Please output each entry exactly as it appears.

Referring expression pointing data
[Start of section]

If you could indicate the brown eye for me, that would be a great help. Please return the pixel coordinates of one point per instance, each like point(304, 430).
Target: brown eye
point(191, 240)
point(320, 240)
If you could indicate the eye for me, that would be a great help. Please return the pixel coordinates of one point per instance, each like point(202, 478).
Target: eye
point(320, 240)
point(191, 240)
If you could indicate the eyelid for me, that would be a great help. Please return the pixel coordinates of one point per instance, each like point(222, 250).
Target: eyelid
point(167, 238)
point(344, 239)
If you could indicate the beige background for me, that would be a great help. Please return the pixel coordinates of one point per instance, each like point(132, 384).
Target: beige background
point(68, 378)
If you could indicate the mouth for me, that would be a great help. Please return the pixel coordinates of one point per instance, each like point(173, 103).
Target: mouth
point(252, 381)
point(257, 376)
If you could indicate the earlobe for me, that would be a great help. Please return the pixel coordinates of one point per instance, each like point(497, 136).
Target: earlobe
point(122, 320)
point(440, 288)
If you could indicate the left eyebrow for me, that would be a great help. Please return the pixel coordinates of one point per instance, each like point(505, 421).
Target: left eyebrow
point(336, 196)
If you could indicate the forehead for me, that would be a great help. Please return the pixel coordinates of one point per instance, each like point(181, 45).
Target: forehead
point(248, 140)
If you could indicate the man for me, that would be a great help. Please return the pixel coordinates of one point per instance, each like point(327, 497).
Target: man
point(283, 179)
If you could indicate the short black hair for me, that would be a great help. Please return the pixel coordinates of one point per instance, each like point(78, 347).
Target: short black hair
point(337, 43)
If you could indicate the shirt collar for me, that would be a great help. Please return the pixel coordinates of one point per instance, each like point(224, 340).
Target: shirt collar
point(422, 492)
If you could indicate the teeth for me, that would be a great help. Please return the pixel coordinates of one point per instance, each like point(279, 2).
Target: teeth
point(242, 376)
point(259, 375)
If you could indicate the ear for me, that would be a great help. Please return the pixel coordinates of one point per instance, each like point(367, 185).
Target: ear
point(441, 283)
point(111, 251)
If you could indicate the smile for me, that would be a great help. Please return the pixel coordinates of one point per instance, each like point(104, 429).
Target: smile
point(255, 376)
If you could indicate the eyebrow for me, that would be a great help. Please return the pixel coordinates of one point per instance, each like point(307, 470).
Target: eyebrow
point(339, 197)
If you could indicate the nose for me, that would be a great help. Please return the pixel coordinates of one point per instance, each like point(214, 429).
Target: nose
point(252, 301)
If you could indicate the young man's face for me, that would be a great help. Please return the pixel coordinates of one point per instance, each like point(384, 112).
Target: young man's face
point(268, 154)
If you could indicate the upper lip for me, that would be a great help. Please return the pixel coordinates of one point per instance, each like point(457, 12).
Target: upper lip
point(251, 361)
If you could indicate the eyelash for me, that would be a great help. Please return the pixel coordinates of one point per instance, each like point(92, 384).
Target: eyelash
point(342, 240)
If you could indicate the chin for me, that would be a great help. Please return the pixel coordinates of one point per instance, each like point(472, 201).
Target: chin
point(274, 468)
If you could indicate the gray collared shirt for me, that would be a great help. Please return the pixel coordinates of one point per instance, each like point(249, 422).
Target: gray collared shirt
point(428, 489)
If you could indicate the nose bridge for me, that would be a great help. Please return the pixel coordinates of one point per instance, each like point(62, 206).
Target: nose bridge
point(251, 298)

[End of section]

▶ [Answer to the problem]
If you could indicate the brown eye for me, that would be a great help. Please return the pixel coordinates of one point per instance, each like point(304, 430).
Target: brown eye
point(191, 240)
point(320, 240)
If you could indicate the eye for me, that would be a great help. Please return the pixel coordinates of one point per instance, each like point(202, 478).
Target: eye
point(320, 240)
point(191, 240)
If you could indicate the eyelid for me, that would be a great help. Please return the pixel coordinates of one point per instance, each like point(222, 250).
Target: eyelid
point(167, 238)
point(344, 239)
If you could indicate the beige background for me, that would be a great help. Please return the pixel coordinates of one point per instance, each like point(132, 384).
Target: beige background
point(68, 378)
If you could indicate the mouth for me, that would be a great help. Please return the pixel coordinates of one point per instance, each like point(173, 103).
Target: mouth
point(252, 381)
point(257, 376)
If you could indicate the earlobe for me, that would be a great help. Please return the pixel coordinates of one point per instance, each like point(497, 136).
Target: earlobe
point(122, 320)
point(440, 288)
If you could indicate the left eyebrow for me, that would be a great help. Please return the pixel coordinates of one point per instance, each like point(505, 421).
Target: left eyebrow
point(336, 196)
If you could indicate the forehead for me, that would be a great help. Please return the pixel coordinates of one point per instance, each like point(181, 45).
Target: forehead
point(248, 140)
If you could indicate the man for me, that would be a great help. Please return the pixel coordinates of one point per instance, each like point(327, 497).
Target: man
point(283, 179)
If you could indicate the short black hair for me, that would be a great help. Please return the pixel coordinates of one point per instance, each like point(78, 347).
Target: short black hair
point(337, 43)
If you could indicate the shirt collar for me, that would be a great help. Please return the pixel coordinates of one point per instance, each like point(224, 340).
Target: shirt collar
point(422, 492)
If you could indicate the teeth for me, that would be a great help. Please return the pixel coordinates of one point per instance, each like point(279, 2).
Target: teeth
point(242, 376)
point(259, 375)
If you could indicate the ear for me, that would be a great help. Please return the pixel coordinates of one point per instance, each like point(367, 185).
Target: ear
point(441, 283)
point(111, 251)
If you could indicate the smile for me, that would be a great help. Please return the pixel coordinates of one point per instance, each like point(104, 429).
Target: smile
point(255, 376)
If you could indicate the eyebrow for me, that would be a great help. Please return the pixel coordinates of one point per instance, each like point(307, 470).
Target: eyebrow
point(339, 197)
If you could indicate the nose for me, that would be a great help. Please return the pixel coordinates of one point per instance, each like point(214, 429).
Target: nose
point(252, 301)
If you could indicate the young man's face for me, that would be a great help. Please return the pixel coordinates of one point per instance, each like point(384, 112).
Target: young man's face
point(268, 154)
If you could indicate the upper lip for me, that would be a great help. Please return the pixel coordinates of one point per instance, each like point(457, 12).
Target: upper lip
point(251, 361)
If you could indicate the eyelash for me, that would be a great help. Please return the pixel coordinates of one point per instance, each like point(92, 384).
Target: eyelash
point(342, 240)
If you could indicate the chin for me, that would be a great help. Please return the pixel coordinates of one point per instance, each like point(472, 201).
Target: chin
point(274, 468)
If you could indicate the gray collared shirt for me, that would be a great help. Please return the pixel coordinates of one point per instance, each like point(249, 422).
Target: gray collared shirt
point(428, 489)
If you could indicate the nose bridge for me, that would be a great help. Please return the pixel coordinates of one point per instance, each like point(62, 206).
Target: nose bridge
point(251, 298)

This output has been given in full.